◆ **Given problem**: Copy out, word for word, the part of the SC/TC equivalence message below between "[Date Prev][Date Next][Thread" and "already exceed 100,000.", inclusive.

◆ **Source extract**:
_ _ _ _ _
[Date Prev][Date Next][Thread Prev][Thread Next][Date Index][Thread Index]
Re: [idn] opting out of SC/TC equivalence
On Wed, 29 Aug 2001 13:24:45 +0200 Harald Tveit Alvestrand
<harald@alvestrand.no> writes:
>
>
> --On 29. august 2001 03:24 -0700 liana.ydisg@juno.com wrote:
>
> > Hi, Harald
> >
> > You are quite right regarding how the Chinese linguistics
> > works, there are never complete! Right now, there are
> > formally classified characters already exceed 100,000.
> > I am not advocate include the whole set in [nameprep]
> > at all. Neither do I advocate to exclude any characters, since
> > it is what the user wants. But I do recommend to include
> > the characters included in Big5 and GB standard, that is
> > about 23,658 code points in Unicode, while 2238 are TC/SC
> > equivalence and 14 radical equivalence we have been
> > discussing.
> >
> > There are two questions, 1) how to we implement TC/SC
> > in Unicode standard, 2) how do we implement CJK in
> > [nameprep].
> >
> > For 1), I said 1100 ( I don't have the table at this time)
> > half sized new Unicode points is to put radicals into the Unicode
> > standard, just as other scripts did for diacritics. This gives a
> > base for decomposing a character for IDN identifiers
> > (but not good enough for user input interface).
_ _ _ _ _
◆ **Extracted material**:

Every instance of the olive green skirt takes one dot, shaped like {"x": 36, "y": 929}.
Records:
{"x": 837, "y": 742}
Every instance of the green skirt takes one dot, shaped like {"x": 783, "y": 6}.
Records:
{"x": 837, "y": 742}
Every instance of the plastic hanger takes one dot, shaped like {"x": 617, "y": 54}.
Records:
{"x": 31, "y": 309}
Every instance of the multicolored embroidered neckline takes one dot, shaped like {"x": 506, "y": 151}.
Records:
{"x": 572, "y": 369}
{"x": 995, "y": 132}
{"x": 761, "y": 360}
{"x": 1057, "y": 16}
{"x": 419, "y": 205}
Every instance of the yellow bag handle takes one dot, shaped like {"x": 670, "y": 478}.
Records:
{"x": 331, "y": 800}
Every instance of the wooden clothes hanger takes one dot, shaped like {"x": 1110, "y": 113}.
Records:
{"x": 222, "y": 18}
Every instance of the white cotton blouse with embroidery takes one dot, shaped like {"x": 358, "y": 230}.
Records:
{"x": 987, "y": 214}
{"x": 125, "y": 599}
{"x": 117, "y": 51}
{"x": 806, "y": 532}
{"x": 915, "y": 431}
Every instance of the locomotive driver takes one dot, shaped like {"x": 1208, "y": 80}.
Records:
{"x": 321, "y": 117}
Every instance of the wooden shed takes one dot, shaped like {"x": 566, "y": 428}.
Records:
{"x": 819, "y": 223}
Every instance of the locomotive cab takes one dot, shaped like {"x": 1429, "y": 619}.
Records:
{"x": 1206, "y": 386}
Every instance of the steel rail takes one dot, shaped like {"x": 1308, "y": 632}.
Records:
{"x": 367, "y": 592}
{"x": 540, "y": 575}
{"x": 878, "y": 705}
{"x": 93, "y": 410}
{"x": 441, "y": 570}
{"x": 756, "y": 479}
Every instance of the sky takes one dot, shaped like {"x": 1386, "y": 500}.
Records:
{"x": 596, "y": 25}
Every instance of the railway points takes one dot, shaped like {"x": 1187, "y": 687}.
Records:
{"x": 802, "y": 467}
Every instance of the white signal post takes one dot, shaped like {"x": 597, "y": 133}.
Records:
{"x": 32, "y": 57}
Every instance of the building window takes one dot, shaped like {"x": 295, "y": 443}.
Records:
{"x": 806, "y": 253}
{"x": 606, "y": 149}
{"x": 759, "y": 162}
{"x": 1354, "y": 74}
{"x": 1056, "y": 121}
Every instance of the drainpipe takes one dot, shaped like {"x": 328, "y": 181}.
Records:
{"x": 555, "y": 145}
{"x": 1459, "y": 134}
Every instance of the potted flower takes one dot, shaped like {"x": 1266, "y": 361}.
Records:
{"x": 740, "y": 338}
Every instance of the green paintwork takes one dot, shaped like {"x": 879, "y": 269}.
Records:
_ _ _ _ _
◆ **Exercise answer**:
[Date Prev][Date Next][Thread Prev][Thread Next][Date Index][Thread Index]
Re: [idn] opting out of SC/TC equivalence
On Wed, 29 Aug 2001 13:24:45 +0200 Harald Tveit Alvestrand
<harald@alvestrand.no> writes:
>
>
> --On 29. august 2001 03:24 -0700 liana.ydisg@juno.com wrote:
>
> > Hi, Harald
> >
> > You are quite right regarding how the Chinese linguistics
> > works, there are never complete! Right now, there are
> > formally classified characters already exceed 100,000.